CHALLENGE: Copy the entries below, starting at the first line and ending at the line that contains "(642, 1012)", but switch "Provide" to "Give" and leave everything else unchanged.

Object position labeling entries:
= = = = =

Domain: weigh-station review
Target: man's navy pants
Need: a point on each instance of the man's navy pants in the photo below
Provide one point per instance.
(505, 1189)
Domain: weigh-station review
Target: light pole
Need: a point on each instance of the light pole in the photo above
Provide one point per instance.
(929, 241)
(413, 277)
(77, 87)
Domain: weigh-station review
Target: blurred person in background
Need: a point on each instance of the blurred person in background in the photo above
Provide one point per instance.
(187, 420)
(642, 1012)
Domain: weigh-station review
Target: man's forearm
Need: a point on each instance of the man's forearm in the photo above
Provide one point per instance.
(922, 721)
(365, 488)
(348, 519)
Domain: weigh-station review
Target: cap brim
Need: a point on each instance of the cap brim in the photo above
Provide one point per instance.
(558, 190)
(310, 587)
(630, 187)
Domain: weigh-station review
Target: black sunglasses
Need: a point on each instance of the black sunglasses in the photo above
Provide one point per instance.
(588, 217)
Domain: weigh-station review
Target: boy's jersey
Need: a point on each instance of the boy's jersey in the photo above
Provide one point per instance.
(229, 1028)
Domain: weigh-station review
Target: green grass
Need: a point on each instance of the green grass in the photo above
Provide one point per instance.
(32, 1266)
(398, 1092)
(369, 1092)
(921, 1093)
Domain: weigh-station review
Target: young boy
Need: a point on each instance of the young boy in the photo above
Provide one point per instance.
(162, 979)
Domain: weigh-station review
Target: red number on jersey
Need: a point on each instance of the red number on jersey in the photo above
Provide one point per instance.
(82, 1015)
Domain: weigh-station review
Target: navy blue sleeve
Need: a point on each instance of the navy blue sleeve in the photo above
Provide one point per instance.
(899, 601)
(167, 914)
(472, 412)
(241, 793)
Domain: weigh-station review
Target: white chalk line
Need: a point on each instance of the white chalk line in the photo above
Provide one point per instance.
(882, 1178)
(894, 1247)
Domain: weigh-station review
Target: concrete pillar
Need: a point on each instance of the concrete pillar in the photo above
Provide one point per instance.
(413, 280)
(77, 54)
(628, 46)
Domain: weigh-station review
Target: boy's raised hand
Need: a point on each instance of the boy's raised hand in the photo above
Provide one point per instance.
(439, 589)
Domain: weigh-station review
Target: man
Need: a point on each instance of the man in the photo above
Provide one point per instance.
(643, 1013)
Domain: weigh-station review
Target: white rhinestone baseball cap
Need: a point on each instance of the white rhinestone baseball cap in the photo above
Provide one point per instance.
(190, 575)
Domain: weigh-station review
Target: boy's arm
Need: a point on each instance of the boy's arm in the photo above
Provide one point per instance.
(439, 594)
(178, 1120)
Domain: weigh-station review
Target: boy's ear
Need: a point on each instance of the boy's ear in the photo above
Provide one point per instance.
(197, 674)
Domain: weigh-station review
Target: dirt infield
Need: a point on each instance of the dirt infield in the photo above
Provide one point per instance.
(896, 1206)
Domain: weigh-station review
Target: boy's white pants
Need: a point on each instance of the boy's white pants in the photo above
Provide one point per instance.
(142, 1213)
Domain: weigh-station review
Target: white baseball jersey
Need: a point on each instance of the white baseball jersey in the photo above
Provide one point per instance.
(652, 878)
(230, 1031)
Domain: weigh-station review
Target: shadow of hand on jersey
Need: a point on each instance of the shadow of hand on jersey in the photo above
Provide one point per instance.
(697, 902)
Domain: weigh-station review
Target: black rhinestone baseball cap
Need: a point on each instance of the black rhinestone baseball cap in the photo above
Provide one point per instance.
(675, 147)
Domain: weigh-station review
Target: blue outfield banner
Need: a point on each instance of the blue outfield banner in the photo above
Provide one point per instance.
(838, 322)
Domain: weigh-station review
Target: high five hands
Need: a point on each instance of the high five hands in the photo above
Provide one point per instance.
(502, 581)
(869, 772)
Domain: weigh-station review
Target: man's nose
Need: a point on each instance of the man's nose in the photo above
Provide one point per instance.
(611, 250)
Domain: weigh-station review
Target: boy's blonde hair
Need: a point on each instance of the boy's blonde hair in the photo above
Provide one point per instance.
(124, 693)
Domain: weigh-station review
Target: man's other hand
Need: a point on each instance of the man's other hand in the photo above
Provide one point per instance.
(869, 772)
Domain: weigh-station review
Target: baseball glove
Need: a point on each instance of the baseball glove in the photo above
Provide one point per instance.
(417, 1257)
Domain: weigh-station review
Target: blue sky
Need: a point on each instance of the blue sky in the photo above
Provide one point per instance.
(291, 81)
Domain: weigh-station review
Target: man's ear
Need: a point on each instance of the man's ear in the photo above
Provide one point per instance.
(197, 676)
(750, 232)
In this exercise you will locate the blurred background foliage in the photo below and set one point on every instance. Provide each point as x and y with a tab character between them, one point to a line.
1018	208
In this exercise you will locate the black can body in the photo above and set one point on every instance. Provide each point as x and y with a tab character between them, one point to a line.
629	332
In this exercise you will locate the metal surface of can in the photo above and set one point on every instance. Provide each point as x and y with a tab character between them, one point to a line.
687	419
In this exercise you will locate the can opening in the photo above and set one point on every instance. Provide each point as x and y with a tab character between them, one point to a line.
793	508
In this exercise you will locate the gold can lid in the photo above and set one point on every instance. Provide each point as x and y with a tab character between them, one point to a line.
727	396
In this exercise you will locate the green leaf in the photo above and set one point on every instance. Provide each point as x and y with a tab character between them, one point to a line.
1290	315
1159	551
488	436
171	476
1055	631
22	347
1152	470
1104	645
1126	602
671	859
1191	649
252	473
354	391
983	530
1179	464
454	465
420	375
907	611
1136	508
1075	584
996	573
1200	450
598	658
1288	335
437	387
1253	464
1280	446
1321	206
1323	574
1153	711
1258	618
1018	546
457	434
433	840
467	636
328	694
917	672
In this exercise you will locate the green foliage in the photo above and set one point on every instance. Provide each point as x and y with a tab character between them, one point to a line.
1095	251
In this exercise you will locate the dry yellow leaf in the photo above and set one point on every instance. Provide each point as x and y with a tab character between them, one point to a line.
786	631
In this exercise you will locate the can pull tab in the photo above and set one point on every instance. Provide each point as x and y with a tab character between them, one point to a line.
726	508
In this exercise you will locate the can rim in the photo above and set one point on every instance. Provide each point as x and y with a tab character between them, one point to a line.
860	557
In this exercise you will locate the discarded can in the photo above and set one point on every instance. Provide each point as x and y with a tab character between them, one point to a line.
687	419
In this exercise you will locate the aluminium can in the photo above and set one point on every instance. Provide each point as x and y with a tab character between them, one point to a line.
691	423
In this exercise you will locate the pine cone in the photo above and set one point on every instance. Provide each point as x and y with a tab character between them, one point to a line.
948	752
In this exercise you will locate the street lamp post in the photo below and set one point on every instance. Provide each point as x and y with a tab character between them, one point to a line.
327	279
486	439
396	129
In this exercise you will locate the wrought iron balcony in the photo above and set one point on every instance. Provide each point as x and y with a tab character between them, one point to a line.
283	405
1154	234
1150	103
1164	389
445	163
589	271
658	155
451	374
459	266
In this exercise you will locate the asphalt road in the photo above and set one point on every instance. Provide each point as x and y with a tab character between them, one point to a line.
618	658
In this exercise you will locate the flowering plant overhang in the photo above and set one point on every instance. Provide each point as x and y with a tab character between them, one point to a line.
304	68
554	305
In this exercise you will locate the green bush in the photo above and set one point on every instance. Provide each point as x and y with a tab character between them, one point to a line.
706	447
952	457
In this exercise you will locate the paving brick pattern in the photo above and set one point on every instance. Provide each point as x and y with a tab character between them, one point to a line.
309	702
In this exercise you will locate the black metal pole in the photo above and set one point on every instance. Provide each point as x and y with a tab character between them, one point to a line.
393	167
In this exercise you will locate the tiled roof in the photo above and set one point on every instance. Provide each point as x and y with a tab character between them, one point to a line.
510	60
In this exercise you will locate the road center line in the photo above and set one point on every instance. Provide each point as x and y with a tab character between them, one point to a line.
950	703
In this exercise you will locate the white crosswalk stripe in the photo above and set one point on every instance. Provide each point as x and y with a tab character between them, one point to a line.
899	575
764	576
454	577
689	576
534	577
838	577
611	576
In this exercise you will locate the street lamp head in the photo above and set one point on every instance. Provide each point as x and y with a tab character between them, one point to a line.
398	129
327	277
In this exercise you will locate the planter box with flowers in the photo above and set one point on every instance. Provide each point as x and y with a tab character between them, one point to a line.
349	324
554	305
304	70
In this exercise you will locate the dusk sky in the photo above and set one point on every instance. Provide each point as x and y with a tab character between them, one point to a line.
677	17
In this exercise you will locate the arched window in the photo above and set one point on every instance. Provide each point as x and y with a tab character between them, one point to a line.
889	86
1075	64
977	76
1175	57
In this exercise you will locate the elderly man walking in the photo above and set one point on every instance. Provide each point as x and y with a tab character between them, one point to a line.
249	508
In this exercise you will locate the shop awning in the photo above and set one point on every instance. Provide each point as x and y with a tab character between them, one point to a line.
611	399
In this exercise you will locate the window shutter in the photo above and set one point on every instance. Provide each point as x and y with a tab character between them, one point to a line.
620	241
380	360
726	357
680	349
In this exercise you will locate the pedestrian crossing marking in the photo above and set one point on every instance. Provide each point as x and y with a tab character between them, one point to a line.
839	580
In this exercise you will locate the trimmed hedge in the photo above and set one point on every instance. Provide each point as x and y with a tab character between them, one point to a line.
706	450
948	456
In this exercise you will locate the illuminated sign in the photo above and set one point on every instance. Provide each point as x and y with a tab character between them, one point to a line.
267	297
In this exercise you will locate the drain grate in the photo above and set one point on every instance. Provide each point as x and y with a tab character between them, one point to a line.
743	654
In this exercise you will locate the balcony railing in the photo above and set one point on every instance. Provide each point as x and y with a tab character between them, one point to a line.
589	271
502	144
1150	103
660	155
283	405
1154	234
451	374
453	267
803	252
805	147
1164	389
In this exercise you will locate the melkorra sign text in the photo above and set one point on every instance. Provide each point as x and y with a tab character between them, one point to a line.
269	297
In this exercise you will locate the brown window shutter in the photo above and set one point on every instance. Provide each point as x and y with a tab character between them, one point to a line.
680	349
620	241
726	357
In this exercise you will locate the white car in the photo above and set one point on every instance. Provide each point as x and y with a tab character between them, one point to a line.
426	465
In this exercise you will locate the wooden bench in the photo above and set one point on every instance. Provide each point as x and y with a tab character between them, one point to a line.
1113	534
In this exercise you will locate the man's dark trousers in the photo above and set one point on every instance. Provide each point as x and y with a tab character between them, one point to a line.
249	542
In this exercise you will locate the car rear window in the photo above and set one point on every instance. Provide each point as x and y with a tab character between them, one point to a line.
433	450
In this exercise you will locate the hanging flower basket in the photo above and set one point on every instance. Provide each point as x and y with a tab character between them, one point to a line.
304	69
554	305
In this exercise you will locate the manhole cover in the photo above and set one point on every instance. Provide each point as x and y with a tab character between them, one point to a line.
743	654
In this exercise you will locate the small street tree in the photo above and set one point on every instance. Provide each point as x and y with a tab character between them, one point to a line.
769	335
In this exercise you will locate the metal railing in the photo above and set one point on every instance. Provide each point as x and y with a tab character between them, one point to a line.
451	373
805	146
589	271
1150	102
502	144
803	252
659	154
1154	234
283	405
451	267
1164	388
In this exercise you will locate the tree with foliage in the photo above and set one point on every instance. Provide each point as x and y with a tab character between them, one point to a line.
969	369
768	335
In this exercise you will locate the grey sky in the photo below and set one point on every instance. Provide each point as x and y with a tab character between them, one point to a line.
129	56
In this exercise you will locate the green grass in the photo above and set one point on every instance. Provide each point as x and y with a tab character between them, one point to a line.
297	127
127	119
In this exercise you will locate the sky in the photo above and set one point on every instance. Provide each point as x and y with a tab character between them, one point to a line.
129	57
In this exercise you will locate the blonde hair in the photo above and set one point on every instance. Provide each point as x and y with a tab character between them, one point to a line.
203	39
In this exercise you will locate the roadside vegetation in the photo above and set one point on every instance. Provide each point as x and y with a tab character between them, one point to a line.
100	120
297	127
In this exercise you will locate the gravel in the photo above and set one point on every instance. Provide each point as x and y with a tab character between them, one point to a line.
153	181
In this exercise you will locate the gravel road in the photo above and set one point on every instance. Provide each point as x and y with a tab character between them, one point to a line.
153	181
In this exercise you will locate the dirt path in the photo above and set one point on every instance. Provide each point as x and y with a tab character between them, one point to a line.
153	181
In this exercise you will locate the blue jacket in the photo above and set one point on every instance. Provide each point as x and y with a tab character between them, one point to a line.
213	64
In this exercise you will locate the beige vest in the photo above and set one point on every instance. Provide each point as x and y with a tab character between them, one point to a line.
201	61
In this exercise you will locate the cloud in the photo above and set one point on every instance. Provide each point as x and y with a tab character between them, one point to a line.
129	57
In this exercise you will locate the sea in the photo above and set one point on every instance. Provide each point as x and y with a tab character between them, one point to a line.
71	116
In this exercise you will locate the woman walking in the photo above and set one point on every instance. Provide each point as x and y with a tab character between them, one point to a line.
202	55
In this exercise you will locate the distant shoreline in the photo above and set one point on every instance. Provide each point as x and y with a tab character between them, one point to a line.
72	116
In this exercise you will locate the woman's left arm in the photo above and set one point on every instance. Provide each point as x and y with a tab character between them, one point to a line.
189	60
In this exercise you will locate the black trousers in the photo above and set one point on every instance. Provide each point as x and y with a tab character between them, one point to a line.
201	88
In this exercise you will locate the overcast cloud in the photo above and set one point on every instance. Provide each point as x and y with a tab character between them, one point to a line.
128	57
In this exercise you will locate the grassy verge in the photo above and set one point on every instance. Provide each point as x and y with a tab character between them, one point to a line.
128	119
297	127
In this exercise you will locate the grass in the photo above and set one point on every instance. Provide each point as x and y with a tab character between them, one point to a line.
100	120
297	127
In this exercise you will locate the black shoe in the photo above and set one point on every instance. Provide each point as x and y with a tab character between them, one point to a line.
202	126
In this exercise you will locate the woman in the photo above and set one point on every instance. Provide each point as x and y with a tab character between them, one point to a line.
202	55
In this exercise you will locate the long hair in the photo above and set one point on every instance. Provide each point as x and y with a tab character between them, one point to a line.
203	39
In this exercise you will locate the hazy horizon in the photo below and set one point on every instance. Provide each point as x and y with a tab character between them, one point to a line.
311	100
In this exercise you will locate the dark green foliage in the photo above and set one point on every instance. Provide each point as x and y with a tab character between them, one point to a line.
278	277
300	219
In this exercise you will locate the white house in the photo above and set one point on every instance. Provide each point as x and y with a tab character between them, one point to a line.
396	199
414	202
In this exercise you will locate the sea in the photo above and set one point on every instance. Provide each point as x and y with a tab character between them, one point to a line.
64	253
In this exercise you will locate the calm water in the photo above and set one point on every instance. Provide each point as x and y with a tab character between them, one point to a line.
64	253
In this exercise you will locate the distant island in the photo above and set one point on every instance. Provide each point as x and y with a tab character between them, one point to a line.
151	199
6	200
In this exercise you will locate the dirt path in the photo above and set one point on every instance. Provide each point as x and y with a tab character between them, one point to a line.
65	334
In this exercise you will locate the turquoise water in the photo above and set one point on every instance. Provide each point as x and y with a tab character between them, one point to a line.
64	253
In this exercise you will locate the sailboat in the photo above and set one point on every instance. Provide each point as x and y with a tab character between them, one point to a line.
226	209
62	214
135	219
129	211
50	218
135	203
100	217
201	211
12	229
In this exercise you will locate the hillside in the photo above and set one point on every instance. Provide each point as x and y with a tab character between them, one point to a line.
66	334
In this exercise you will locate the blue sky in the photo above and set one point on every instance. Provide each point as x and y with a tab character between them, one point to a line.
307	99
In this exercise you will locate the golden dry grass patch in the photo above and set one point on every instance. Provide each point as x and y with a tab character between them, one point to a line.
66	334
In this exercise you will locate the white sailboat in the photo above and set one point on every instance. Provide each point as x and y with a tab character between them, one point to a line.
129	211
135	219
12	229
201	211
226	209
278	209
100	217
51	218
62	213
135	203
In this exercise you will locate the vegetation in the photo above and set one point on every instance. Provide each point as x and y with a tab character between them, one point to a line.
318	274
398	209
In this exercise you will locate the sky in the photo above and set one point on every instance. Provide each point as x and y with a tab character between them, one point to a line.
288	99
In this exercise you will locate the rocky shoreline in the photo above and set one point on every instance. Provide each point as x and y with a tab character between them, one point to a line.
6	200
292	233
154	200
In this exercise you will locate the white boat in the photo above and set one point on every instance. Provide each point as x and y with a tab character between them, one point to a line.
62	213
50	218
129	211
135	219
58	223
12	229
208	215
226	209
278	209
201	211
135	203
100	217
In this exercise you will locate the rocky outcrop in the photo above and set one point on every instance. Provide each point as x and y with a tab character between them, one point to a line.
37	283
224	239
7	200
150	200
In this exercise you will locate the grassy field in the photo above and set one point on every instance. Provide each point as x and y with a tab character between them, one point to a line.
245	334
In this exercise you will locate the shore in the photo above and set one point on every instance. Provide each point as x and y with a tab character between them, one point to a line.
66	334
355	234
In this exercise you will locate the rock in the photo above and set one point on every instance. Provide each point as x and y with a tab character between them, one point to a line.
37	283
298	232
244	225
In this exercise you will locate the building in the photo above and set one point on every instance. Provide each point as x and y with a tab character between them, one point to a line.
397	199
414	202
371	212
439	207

= = = = =

TASK RESPONSE:
Domain: weigh-station review
Target: man's navy pants
Need: a point on each instance of the man's navy pants in the photo below
Give one point per instance.
(505, 1189)
Domain: weigh-station review
Target: light pole
Need: a point on each instance of the light pole in the photo above
Give one point per instance.
(929, 241)
(413, 277)
(77, 87)
Domain: weigh-station review
Target: blurred person in background
Need: a point on each instance of the blurred person in background in the photo above
Give one point per instance.
(187, 420)
(642, 1012)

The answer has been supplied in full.